INSTRUCTIONS TO FOLLOW —
Print each of the entries exactly, leaving nothing out.

WORKING DATA —
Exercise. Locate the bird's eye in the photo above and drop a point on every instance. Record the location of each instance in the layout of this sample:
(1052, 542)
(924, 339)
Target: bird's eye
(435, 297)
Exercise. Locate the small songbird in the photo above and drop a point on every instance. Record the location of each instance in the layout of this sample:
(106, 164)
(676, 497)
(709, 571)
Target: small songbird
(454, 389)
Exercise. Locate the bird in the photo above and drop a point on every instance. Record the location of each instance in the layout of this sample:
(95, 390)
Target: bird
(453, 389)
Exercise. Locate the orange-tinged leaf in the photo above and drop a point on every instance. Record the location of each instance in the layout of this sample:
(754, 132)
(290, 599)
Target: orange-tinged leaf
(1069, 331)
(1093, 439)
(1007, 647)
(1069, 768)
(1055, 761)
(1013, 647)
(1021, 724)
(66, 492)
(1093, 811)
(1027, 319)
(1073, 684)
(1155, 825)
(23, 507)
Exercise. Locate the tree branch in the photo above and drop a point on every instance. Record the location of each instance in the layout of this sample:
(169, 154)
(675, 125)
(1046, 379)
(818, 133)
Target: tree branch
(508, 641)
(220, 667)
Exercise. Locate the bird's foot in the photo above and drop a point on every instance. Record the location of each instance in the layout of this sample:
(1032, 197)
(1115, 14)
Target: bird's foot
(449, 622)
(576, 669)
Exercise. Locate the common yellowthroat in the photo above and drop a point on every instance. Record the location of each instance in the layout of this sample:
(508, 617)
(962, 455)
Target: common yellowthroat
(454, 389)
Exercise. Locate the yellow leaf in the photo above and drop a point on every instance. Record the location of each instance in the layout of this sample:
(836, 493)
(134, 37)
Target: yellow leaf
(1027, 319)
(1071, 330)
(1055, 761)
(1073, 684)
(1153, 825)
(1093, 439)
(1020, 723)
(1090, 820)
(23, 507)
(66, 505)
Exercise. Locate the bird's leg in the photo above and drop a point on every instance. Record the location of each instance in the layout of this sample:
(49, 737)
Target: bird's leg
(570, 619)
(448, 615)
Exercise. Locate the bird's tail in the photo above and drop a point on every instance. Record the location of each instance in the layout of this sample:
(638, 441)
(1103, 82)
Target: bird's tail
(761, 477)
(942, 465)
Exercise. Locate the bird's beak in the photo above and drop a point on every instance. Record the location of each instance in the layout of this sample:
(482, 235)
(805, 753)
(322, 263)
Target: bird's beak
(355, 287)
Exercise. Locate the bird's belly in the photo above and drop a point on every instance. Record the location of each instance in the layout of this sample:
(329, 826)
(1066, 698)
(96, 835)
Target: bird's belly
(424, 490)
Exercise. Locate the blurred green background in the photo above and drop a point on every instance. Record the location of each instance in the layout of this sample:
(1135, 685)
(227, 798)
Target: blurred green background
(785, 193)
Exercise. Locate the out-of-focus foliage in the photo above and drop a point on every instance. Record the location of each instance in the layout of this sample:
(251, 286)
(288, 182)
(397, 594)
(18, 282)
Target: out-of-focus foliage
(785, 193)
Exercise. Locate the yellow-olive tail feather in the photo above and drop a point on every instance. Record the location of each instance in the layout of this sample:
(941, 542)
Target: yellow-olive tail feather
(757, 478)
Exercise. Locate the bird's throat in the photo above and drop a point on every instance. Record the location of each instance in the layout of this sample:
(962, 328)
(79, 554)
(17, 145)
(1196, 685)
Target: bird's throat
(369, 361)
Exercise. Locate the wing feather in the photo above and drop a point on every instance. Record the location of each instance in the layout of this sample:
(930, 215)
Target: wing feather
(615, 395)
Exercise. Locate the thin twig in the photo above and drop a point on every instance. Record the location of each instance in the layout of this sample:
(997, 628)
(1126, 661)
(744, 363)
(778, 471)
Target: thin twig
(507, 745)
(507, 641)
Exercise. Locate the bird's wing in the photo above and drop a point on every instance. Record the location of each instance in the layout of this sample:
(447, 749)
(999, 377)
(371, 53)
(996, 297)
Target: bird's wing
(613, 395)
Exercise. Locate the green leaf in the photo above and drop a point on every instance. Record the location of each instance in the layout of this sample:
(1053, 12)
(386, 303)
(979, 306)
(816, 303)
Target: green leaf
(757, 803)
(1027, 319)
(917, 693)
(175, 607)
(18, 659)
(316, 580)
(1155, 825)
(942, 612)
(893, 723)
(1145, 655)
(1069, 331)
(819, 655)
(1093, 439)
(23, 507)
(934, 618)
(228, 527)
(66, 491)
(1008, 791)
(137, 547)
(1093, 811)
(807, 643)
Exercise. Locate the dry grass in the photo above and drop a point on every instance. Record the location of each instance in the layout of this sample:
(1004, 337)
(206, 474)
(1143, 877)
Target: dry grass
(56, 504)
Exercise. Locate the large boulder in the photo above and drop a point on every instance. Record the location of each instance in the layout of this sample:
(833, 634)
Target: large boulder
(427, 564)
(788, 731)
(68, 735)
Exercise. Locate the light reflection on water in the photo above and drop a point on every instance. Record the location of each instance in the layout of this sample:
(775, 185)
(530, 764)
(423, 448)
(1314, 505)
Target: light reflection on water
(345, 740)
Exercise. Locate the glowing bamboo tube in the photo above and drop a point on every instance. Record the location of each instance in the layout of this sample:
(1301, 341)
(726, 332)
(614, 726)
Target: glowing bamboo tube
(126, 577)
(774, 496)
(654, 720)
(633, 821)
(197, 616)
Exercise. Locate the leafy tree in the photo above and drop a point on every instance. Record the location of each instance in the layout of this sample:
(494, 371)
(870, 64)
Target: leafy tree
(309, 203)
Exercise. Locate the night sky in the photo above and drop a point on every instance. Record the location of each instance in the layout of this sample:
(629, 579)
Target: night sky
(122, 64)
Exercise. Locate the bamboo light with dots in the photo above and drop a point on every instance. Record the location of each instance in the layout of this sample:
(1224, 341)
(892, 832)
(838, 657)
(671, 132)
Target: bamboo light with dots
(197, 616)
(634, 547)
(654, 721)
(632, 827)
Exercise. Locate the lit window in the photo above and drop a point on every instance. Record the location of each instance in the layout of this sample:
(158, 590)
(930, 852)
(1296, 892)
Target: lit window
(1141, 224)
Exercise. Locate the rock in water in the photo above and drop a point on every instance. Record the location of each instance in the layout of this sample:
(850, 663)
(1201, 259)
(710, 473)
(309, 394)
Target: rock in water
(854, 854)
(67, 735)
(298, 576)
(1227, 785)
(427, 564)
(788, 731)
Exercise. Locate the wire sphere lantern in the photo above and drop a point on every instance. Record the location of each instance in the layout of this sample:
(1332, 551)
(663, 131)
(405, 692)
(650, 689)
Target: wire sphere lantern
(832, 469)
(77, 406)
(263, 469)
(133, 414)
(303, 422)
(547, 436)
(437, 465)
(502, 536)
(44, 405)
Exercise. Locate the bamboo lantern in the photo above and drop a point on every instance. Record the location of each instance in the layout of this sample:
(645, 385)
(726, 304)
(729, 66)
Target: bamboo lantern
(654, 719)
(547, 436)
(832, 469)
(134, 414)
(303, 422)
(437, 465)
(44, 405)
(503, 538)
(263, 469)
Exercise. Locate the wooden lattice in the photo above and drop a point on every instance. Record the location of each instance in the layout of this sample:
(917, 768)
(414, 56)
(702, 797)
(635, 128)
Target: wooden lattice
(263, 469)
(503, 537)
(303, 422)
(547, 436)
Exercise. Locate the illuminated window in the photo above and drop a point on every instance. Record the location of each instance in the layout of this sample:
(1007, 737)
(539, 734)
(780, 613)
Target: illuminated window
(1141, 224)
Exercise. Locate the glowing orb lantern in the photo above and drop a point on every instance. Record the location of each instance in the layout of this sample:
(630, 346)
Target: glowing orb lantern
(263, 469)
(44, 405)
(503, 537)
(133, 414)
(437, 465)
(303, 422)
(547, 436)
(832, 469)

REPLY —
Exercise. Locate the bird's eye in the photo above and drop a point on every instance. Record the location of each instance in the layout of this sample:
(1052, 542)
(924, 339)
Target: bird's eye
(435, 297)
Exercise. Locate the small songbird in the photo above and drop a point on every instance. Record the location of each instance in the layout of this sample:
(106, 164)
(676, 497)
(709, 571)
Target: small songbird
(454, 389)
Exercise. Locate the bird in the photo above and drop a point on every instance. Record the location of each instance in the layout of this sample:
(95, 390)
Target: bird
(453, 389)
Exercise. Locate the orange-tinged leaf in the photo above and drop a point on every instance. Record the location of each instance in the layout of this sample:
(754, 132)
(290, 599)
Target: orange-tinged leaf
(1069, 331)
(1093, 439)
(1007, 647)
(1069, 768)
(1055, 761)
(1013, 647)
(1021, 724)
(66, 492)
(1093, 811)
(1027, 319)
(1073, 684)
(1155, 825)
(23, 507)
Exercise. Locate the tree branch in the photo above and drop a point on every instance. Record the location of each instance in the layout of this sample:
(169, 154)
(675, 125)
(1046, 379)
(818, 133)
Target: tree branch
(508, 641)
(220, 667)
Exercise. Locate the bird's foot in the photo above and drop a point on every instance. Record the location of each instance in the layout of this sample:
(1032, 197)
(1115, 14)
Target: bird's foot
(449, 622)
(576, 669)
Exercise. Locate the common yellowthroat in the photo above and drop a point on every instance. Record the location of each instance in the layout of this sample:
(508, 617)
(962, 455)
Target: common yellowthroat
(454, 389)
Exercise. Locate the yellow leaf in the photo above and drop a point on every instance. Record the location of each instance in the layout of this sample:
(836, 493)
(134, 37)
Target: yellow leaf
(1027, 319)
(1071, 330)
(1055, 761)
(1073, 684)
(1153, 825)
(1093, 439)
(1020, 723)
(1090, 820)
(23, 507)
(66, 505)
Exercise. Locate the bird's leg in the photo above and drop a point on every instance. Record the location of each instance in the layout of this sample:
(49, 737)
Target: bird's leg
(570, 619)
(448, 615)
Exercise. Locate the bird's tail in the photo above and drop a point on every instance. Record the location of each instance in the layout of this sample:
(638, 441)
(1103, 82)
Target: bird's tail
(761, 477)
(942, 465)
Exercise. Locate the bird's beak in the photo above and drop a point on every instance. Record the location of each instance in the layout of this sample:
(482, 235)
(805, 753)
(322, 263)
Target: bird's beak
(355, 287)
Exercise. Locate the bird's belly in the photo above and drop a point on every instance. Record the location of each instance in the layout of this sample:
(329, 826)
(1066, 698)
(96, 835)
Target: bird's belly
(424, 490)
Exercise. Locate the blurred green background in the photo above and drop a point on every instance. Record the location of each instance in the layout of this sample:
(1135, 685)
(227, 798)
Target: blurred green background
(785, 193)
Exercise. Locate the out-of-focus foliage in the photo above and drop a point on every instance. Record the location of each instance in the layout of this sample:
(251, 286)
(288, 182)
(397, 594)
(18, 282)
Target: out-of-focus foliage
(785, 193)
Exercise. Locate the yellow-olive tail feather in the photo above and drop a point on every instance. Record the location of each instance in the layout of this sample:
(941, 542)
Target: yellow-olive tail feather
(757, 478)
Exercise. Locate the bird's throat in the photo above and drop a point on every instance. Record the location of each instance in the layout of this sample:
(962, 328)
(79, 554)
(17, 145)
(1196, 685)
Target: bird's throat
(369, 361)
Exercise. Locate the wing feather in the photo above and drop a point on every instance. Record the location of each instance in the layout of this sample:
(930, 215)
Target: wing feather
(615, 395)
Exercise. Locate the thin twig in the photo above and drop a point on every instance. Record the location of each instance in the layout of this sample:
(997, 628)
(1126, 661)
(744, 363)
(778, 471)
Target: thin twig
(507, 745)
(507, 641)
Exercise. Locate the bird's wing in the photo above and drop a point on every instance. Record the location of each instance in the layout of this sample:
(447, 749)
(999, 377)
(371, 53)
(996, 297)
Target: bird's wing
(613, 395)
Exercise. Locate the green leaf in the photo above and drop a point on every instance. Record the location of each instance in the layout of this sample:
(1053, 12)
(386, 303)
(979, 306)
(816, 303)
Target: green leaf
(757, 803)
(1027, 319)
(917, 693)
(175, 607)
(18, 659)
(316, 580)
(1155, 825)
(942, 612)
(893, 723)
(1145, 655)
(1069, 331)
(819, 655)
(1093, 439)
(23, 507)
(934, 618)
(228, 527)
(66, 491)
(1008, 791)
(137, 547)
(1093, 811)
(807, 643)
Exercise. Locate the dry grass in the photo above and drop a point on every instance. Record the location of each instance in the layout of this sample:
(1004, 337)
(206, 474)
(1143, 877)
Target: dry grass
(56, 504)
Exercise. Locate the large boulder in the photo above and drop a point on every instance. Record the location of each instance in the layout of this sample:
(833, 634)
Target: large boulder
(427, 564)
(788, 731)
(68, 735)
Exercise. Locate the light reflection on water in the photo above and drop a point on every instance. Record the location of each instance in the layout of this sample:
(775, 185)
(530, 764)
(423, 448)
(1314, 505)
Target: light reflection on water
(345, 740)
Exercise. Locate the glowing bamboo tube in the photo above and drop a point on every instance. Record the location of each instance in the layout of this sample:
(1301, 341)
(726, 332)
(614, 726)
Target: glowing bamboo tube
(126, 577)
(774, 496)
(654, 720)
(633, 821)
(197, 616)
Exercise. Locate the leafy tree in the photo above and drop a point on every instance. Record the location of each instance in the layout of this sample:
(494, 371)
(870, 64)
Target: leafy tree
(309, 203)
Exercise. Locate the night sky in the photo above and drop a point on every instance. Record the location of each instance in the layout of this sample:
(629, 579)
Target: night sky
(122, 64)
Exercise. Locate the bamboo light with dots in the photo above and drop a point on every instance. Record the location of each instance in the layout of this sample:
(1224, 341)
(892, 832)
(838, 657)
(671, 132)
Target: bamboo light with dots
(197, 616)
(634, 547)
(654, 721)
(632, 827)
Exercise. Locate the lit window in the photo above and drop a point on every instance. Record the location of each instance in the layout of this sample:
(158, 590)
(930, 852)
(1296, 892)
Target: lit window
(1141, 224)
Exercise. Locate the rock in water in the photo above and drop a point on every instance. Record the location of each instance in the layout of this sample:
(850, 663)
(1201, 259)
(710, 473)
(309, 394)
Target: rock in water
(854, 854)
(67, 735)
(298, 576)
(1227, 785)
(427, 564)
(788, 731)
Exercise. Locate the wire sphere lantern in the photo above and drop a point on every instance. Record the location of each instance in the layout of this sample:
(1332, 551)
(663, 131)
(405, 692)
(650, 689)
Target: wire sphere lantern
(832, 469)
(77, 406)
(263, 469)
(133, 414)
(303, 422)
(547, 436)
(437, 465)
(502, 536)
(44, 405)
Exercise. Locate the bamboo lantern in the photo above and drop a point on every instance. Record the location of each instance in the layout of this sample:
(645, 385)
(726, 304)
(729, 66)
Target: bamboo lantern
(654, 719)
(547, 436)
(832, 469)
(134, 414)
(303, 422)
(437, 465)
(44, 405)
(503, 538)
(263, 469)
Exercise. Locate the wooden lattice in the photo above and drop a point on every instance. Record the location of each instance in the layout of this sample:
(917, 768)
(414, 56)
(702, 797)
(635, 128)
Target: wooden lattice
(263, 469)
(503, 537)
(303, 422)
(547, 436)
Exercise. Locate the illuminated window in the photo above and drop a point on every instance. Record the location of each instance in the layout of this sample:
(1007, 737)
(539, 734)
(780, 613)
Target: illuminated window
(1141, 224)
Exercise. Locate the glowing orb lantern in the photo above and drop a point on every instance. Record the location of each instance in the layout of this sample:
(630, 346)
Target: glowing orb lantern
(263, 469)
(44, 405)
(503, 537)
(133, 414)
(437, 465)
(303, 422)
(547, 436)
(832, 469)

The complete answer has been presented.